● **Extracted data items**
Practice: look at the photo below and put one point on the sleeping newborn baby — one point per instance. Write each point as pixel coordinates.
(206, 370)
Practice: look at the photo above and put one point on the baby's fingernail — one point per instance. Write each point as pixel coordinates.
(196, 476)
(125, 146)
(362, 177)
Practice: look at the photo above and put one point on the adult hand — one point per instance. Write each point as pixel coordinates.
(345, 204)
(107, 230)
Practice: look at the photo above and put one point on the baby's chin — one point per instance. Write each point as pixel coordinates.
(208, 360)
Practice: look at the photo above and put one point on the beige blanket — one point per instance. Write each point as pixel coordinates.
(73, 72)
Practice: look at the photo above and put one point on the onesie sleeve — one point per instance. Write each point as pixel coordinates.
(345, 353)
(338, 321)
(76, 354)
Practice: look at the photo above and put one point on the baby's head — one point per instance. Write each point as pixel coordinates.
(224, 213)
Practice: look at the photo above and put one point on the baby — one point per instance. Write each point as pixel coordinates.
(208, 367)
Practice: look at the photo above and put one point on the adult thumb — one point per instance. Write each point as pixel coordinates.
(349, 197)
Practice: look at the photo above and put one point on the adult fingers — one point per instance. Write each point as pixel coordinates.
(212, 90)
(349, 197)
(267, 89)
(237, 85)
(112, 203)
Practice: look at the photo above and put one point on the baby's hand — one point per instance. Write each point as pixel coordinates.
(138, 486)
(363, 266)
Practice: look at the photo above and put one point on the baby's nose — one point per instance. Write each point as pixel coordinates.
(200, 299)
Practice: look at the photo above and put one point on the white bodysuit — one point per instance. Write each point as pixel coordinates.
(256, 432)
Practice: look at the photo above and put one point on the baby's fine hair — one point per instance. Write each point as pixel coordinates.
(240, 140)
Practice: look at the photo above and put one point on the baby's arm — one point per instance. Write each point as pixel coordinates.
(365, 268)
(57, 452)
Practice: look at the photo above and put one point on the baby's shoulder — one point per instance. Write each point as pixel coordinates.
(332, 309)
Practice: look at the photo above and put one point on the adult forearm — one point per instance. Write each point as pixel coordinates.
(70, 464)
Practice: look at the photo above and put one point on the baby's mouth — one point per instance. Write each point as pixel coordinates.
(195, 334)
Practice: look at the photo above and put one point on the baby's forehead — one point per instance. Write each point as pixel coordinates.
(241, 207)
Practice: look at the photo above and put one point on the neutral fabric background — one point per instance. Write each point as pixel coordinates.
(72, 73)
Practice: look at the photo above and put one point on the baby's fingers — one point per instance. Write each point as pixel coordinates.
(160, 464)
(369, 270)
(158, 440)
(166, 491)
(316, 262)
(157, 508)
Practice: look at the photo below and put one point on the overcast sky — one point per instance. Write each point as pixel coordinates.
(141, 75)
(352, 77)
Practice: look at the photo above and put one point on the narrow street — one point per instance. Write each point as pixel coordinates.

● **WHAT THIS TASK INVOLVES**
Copy out every item above again, replacing "pixel coordinates" with "x, y values" wherever it appears and changing nothing else.

● **RESULT OF THE EXERCISE**
Practice: look at the photo below and put one point on the sleeping newborn baby — one point per instance. Write each point as x, y values.
(206, 370)
Practice: look at the photo above and put one point on the baby's fingernail — one point per instance. Write each point as x, y values.
(196, 476)
(125, 146)
(362, 177)
Practice: look at the photo above and put one point on the adult hand — one point per instance. Write each point as x, y values.
(345, 204)
(107, 230)
Practice: look at the photo above and put one point on the baby's chin — one point per instance. Write each point as x, y values.
(208, 360)
Practice: look at the photo above and put one point on the beige blanket — one point per instance. Write each point as x, y values.
(73, 72)
Practice: look at the photo above and put one point on the onesie sleeve — one point per instance. Write each point as x, y values.
(345, 353)
(338, 321)
(76, 354)
Practice: look at the photo above and put one point on the baby's head — one point per instance. Write each point as x, y values.
(224, 213)
Practice: look at the photo above and put one point on the baby — one point per instance. Write each point as x, y values.
(208, 367)
Practice: look at the photo above and put one point on the adult thumb — one point per instance. Write each point as x, y values.
(349, 197)
Practice: look at the photo above and put one point on the adult fingers — one point per instance. Write each point as x, y values.
(212, 90)
(349, 197)
(267, 89)
(237, 85)
(112, 203)
Practice: look at the photo above and put one point on the baby's hand — one point per instance. Write each point as x, y values.
(138, 486)
(363, 266)
Practice: look at the photo above and put one point on the baby's nose — one point per instance. Write each point as x, y values.
(200, 299)
Practice: look at the photo above and put one point on the white bodysuit — one point per instance. Write each point as x, y values.
(256, 432)
Practice: look at the photo above and put one point on the baby's fine hair — one point per instance. Write each point as x, y values.
(240, 140)
Practice: look at the photo above and put one point on the baby's arm — one point per instance. Write each point as x, y values.
(365, 268)
(57, 452)
Practice: look at the photo above and put one point on the baby's shoulder — one point per instance. Write each point as x, y values.
(332, 309)
Practice: look at the photo above and put one point on the adult forearm — one point per instance. Write each point as x, y values.
(70, 464)
Practice: look at the photo above and put one point on the baby's mouth — one point per instance. Write each point as x, y values.
(195, 334)
Practice: look at the photo above and put one point on the baby's forehead — one point per instance. Write each point as x, y values.
(241, 207)
Practice: look at the photo above and put one point on the neutral fabric background — one point per instance. Write each point as x, y values.
(72, 73)
Practice: look at the photo above and put one point on the baby's fingers — one point per instance. Write each point as x, y values.
(160, 464)
(369, 270)
(158, 440)
(166, 491)
(316, 262)
(157, 508)
Practice: look at the photo below and put one point on the overcast sky — one point per instance. Write each point as x, y values.
(141, 75)
(352, 77)
Practice: look at the photo above and put one point on the narrow street — one point per instance. Write each point as x, y values.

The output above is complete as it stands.